出典文書:
※

ソマーヴィルは次のように述べています。「このような膨大な遺伝子データベースには、より高性能で効率的なメモリと、大容量のストレージメモリが必要になります。メモリテクノロジーは、より短時間で正確な診断を下し、より低コストで良好な結果をもたらす治療にも役立てることができます。メモリテクノロジーとAIのパワーを駆使して、医療におけるこのような重要な課題も解決することができます。そのため、私たちがマイクロンで取り組んでいることに誇りに思っています」
- 毎日の通勤も自分らしく。やがて、自分の車が職場まで自動的に連れて行ってくれる日もくるでしょう。自動車メーカーは、自律自動車向けのAIテクノロジーにますます多額の投資を行うようになっているので、それは当然のことでしょう。しかし、急いでいるときや、高速道路ではなくのんびりと景色を楽みながら移動したい場合はどうすればいいでしょうか。

※

データ抜粋:
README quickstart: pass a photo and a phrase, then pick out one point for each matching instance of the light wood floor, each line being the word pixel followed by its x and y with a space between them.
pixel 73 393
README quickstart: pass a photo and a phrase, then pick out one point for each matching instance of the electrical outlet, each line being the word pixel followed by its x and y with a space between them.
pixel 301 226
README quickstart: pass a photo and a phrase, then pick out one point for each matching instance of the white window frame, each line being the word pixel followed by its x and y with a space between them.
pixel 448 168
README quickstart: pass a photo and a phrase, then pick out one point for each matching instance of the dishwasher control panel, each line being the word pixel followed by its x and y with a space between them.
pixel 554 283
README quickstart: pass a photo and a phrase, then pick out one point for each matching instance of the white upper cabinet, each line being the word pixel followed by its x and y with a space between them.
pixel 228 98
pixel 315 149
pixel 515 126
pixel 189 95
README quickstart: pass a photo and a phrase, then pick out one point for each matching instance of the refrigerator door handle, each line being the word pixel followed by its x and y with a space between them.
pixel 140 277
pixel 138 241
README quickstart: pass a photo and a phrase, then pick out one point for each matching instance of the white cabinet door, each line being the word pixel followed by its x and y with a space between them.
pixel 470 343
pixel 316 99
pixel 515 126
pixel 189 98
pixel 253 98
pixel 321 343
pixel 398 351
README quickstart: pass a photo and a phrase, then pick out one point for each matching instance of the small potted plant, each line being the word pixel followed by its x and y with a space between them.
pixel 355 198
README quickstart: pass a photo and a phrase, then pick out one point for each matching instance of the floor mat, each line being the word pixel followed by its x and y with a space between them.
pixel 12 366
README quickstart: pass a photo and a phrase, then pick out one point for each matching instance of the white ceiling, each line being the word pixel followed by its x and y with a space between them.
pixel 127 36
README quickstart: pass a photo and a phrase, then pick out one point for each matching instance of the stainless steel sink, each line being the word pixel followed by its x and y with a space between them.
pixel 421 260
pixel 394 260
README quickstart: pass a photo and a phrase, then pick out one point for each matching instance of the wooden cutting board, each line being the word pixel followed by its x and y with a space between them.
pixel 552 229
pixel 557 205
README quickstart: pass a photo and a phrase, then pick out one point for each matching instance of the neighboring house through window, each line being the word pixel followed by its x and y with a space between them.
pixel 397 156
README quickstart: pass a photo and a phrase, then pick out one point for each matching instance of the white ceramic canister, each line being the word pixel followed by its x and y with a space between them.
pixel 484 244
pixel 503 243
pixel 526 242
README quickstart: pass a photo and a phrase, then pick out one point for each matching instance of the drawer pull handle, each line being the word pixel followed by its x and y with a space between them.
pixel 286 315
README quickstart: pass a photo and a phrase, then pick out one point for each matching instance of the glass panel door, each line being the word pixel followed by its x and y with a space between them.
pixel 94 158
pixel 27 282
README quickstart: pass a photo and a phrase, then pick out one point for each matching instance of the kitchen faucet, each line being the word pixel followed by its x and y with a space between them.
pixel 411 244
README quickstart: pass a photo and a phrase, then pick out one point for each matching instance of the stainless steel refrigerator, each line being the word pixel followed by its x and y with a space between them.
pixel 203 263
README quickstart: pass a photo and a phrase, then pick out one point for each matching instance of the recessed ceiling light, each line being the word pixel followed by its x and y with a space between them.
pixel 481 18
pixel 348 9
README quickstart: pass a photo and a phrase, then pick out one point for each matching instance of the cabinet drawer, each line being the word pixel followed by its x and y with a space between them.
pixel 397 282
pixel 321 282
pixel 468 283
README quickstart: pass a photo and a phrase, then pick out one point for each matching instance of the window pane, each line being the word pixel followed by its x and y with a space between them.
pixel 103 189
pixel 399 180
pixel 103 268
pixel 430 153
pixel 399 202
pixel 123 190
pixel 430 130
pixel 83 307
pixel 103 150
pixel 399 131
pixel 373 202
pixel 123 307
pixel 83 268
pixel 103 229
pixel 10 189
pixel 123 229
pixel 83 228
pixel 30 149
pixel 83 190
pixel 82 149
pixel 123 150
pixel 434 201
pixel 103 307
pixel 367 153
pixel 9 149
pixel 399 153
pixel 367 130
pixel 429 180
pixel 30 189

※

作業内容:
#1 AIとメモリに関する文章について、次の問いに答えてください。
(a) ソマーヴィルによれば、膨大な遺伝子データベースには何が必要か。
(b) 自動車メーカーが投資を増やしている対象は何か。
(c) ソマーヴィルは、メモリテクノロジーとAIのパワーを駆使して何を解決できると述べているか。
#2 次の各記述がAIとメモリに関する文章の内容と一致するかを判定し、根拠となる箇所を原文のまま引用してください。
(a) ソマーヴィルは、メモリテクノロジーが低コストの治療にも役立つと述べている。
(b) 自動車メーカーによる自律自動車向けAIテクノロジーへの投資は減少している。
(c) 自分の車が職場まで自動的に連れて行ってくれる日は、すでに到来している。
#3 AIとメモリに関する文章の続きを、最後の文の後から書き進めてください。
この一覧は作業に使用しません。

演習の解答:
#1
(a) より高性能で効率的なメモリと、大容量のストレージメモリ
(b) 自律自動車向けのAIテクノロジー
(c) 医療におけるこのような重要な課題

#2
(a) はい。「より低コストで良好な結果をもたらす治療にも役立てることができます」
(b) いいえ。「ますます多額の投資を行うようになっている」
(c) いいえ。「やがて、自分の車が職場まで自動的に連れて行ってくれる日もくるでしょう」

#3
「AI and Automotive(AIと自動車)」では、BMWのシモン・ユーリンガー氏とビステオンのヴィジェイ・ナドカルニ氏が、AIテクノロジーが自動車の中で真にパーソナライズされた経験を提供できることに触れました。個々のドライバーに合わせた音楽やメディアだけでなく、運転スタイルのパラメーターを設定することも可能になります。
ユーリンガー氏は次のように述べています。「運転の仕方は、個人によって異なります。AIは雰囲気、状況、背景に適応します」これには、天候、交通状況、時間帯などの可変要素も含まれます。「ドライブの始めか終わりのどちらに給油するべきか、また、好みのガソリンスタンドなども把握しています」
また、AIは多くの人が思っている以上に急速に自動車業界に浸透していること、2021年にはレベル4(つまり、「マインドオフ」運転)が実現していたことも指摘しています。
- 心を持つAI。1日を締めくくるプレゼンテーションを担当したテグマークは、AIは人々の生活を豊かにし、生命をも救う能力を秘めている反面、テクノロジーが人類を滅ぼす現実的な可能性に焦点を当てました。
『Life 3.0: Being Human in the Age of Artificial Intelligence』の著者でもあるテグマークは、「もし私たちが準備不足のままAIを扱えば、それはおそらく人類史上最大の過ちとなり、我々自身の絶滅をもたらすでしょう」と警告しました。
「最初から正しく扱うのが最善策です」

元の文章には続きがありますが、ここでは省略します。